* **What you are asked to do**
Reproduce the material verbatim, from its first line through the line containing "Segment every instance".

* **Given data**
* Start *
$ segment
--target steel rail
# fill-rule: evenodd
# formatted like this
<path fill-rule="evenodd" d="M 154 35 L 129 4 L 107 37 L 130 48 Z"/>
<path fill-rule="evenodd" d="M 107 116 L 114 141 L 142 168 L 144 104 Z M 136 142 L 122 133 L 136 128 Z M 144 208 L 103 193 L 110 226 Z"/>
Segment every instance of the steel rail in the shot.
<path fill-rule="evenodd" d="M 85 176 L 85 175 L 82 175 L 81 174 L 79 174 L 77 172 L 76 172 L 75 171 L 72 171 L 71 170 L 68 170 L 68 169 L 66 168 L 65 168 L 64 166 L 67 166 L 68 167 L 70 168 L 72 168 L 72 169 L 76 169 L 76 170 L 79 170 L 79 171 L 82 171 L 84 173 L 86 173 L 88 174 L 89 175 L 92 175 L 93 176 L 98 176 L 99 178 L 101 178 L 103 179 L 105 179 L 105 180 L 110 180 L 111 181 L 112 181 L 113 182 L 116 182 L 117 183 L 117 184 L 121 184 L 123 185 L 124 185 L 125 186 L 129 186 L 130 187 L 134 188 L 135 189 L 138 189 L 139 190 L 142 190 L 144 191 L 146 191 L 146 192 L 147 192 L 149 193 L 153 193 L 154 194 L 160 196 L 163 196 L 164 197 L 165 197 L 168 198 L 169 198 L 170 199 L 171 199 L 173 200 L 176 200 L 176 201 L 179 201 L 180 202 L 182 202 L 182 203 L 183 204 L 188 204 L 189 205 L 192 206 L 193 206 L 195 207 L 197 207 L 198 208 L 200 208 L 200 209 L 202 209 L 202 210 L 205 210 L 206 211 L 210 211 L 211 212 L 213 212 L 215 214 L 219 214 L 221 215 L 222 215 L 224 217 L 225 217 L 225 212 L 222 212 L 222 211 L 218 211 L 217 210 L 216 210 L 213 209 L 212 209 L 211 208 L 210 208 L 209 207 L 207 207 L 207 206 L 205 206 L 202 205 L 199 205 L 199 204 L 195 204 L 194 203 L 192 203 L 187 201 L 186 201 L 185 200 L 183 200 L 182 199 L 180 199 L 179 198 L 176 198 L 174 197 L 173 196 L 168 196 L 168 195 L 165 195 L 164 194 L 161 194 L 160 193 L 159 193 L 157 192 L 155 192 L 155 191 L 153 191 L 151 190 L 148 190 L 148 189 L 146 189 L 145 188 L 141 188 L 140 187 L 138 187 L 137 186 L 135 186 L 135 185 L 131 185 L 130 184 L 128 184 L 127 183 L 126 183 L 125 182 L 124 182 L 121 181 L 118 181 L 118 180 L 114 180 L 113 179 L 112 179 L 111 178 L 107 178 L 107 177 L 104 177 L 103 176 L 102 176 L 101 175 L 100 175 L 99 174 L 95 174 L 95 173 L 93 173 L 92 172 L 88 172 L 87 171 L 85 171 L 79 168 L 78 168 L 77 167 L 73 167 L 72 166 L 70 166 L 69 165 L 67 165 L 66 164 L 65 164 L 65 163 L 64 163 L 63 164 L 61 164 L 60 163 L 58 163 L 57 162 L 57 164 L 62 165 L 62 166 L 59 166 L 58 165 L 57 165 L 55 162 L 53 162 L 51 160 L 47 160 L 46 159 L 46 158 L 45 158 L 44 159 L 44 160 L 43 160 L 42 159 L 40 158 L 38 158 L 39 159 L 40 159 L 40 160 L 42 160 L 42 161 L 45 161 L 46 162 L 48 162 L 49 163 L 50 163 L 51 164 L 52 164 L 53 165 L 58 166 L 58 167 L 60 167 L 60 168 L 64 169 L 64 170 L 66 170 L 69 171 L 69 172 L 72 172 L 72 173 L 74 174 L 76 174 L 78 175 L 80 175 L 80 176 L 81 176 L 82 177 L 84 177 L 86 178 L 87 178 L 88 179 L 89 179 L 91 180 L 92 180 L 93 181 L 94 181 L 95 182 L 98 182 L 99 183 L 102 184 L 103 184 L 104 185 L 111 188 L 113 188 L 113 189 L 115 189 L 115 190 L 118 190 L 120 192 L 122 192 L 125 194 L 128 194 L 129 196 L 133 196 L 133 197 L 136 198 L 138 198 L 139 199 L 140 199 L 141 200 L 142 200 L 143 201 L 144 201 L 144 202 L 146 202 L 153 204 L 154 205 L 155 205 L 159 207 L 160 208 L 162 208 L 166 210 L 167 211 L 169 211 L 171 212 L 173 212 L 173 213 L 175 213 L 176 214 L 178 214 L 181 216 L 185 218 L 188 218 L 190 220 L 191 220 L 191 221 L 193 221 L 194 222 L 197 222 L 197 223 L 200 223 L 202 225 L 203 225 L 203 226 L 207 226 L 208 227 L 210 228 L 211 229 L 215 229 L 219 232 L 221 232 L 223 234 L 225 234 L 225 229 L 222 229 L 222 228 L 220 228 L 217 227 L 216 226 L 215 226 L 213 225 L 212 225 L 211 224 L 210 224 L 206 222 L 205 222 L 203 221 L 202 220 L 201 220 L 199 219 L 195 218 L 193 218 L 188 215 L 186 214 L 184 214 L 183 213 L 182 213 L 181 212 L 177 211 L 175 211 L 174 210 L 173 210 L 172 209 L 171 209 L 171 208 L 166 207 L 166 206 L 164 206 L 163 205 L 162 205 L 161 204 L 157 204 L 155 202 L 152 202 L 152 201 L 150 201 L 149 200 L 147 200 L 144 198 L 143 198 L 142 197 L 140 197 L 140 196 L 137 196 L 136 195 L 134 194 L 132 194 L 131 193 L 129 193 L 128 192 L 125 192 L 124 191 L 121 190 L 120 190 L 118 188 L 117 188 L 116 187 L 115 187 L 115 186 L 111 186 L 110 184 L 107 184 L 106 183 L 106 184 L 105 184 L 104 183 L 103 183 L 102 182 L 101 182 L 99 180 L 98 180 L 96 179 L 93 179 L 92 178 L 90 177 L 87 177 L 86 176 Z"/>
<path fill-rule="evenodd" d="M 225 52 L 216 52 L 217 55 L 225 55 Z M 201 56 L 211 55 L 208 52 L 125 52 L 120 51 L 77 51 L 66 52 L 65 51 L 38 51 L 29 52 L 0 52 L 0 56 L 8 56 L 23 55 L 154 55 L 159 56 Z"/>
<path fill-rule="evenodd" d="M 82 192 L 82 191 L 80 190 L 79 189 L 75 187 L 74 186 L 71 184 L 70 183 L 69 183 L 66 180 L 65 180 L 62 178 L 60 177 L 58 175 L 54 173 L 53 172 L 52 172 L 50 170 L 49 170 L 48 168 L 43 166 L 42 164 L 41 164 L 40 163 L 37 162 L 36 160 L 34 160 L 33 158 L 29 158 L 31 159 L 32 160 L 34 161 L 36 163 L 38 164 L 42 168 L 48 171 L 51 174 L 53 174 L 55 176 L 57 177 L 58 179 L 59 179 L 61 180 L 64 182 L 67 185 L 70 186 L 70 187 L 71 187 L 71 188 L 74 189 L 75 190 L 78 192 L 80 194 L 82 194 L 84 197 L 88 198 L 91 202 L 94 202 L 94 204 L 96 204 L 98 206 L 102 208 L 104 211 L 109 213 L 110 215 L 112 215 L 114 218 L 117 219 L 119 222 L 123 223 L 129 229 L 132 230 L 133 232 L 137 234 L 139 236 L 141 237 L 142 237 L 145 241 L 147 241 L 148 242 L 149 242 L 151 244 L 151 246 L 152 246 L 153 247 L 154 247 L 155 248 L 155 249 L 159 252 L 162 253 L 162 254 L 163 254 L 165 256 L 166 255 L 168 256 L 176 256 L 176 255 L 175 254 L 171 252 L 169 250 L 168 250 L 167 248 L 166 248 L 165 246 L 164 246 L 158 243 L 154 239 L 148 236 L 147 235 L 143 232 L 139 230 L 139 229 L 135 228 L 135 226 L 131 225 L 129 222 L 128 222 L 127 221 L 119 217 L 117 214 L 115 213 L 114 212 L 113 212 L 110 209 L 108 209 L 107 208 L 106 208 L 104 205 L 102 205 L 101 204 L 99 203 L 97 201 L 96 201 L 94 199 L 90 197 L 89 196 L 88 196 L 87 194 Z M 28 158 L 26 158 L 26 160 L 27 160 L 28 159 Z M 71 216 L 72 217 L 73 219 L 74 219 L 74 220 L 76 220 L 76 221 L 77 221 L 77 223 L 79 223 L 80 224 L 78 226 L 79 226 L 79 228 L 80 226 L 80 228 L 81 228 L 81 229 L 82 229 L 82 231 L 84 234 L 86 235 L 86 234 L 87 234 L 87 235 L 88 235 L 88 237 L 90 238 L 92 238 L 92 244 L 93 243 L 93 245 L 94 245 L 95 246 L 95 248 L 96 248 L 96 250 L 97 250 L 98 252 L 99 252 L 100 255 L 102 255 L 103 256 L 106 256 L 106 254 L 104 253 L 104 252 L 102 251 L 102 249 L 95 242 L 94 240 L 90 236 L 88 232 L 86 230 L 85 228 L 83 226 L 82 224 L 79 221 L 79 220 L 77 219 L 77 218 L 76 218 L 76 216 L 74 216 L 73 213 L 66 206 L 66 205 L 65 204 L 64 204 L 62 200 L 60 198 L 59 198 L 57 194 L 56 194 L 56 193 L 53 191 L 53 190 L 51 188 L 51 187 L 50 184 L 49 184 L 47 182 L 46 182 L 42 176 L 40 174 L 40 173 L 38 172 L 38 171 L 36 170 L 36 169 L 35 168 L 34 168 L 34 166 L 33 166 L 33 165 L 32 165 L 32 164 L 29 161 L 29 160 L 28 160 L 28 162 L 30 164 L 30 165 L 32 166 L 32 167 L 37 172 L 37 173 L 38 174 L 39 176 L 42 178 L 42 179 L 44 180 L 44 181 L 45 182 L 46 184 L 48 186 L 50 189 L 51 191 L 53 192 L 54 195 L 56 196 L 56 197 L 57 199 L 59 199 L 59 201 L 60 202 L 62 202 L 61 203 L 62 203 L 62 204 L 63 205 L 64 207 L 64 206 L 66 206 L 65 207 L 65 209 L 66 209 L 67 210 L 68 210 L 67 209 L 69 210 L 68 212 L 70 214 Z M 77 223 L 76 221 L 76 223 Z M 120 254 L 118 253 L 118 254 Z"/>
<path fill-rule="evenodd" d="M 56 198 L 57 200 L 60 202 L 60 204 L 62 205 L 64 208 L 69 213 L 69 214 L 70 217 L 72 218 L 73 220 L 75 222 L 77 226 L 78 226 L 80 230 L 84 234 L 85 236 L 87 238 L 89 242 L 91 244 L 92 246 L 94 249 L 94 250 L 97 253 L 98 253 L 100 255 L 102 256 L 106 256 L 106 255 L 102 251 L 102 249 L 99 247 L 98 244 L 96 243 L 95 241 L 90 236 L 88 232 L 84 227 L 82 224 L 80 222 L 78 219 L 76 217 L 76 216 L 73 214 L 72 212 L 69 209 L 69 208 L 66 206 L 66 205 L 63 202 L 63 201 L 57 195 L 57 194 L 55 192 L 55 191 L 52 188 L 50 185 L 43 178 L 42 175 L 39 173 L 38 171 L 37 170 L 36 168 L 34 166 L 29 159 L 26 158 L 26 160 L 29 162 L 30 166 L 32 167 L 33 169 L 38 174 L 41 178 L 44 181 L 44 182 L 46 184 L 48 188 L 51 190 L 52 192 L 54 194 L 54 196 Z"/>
* End *
* **Task solution**
$ segment
--target steel rail
# fill-rule: evenodd
# formatted like this
<path fill-rule="evenodd" d="M 154 35 L 129 4 L 107 37 L 130 48 Z"/>
<path fill-rule="evenodd" d="M 107 116 L 114 141 L 142 168 L 144 104 Z M 136 142 L 122 133 L 136 128 Z M 144 208 L 103 193 L 110 226 Z"/>
Segment every instance of the steel rail in the shot.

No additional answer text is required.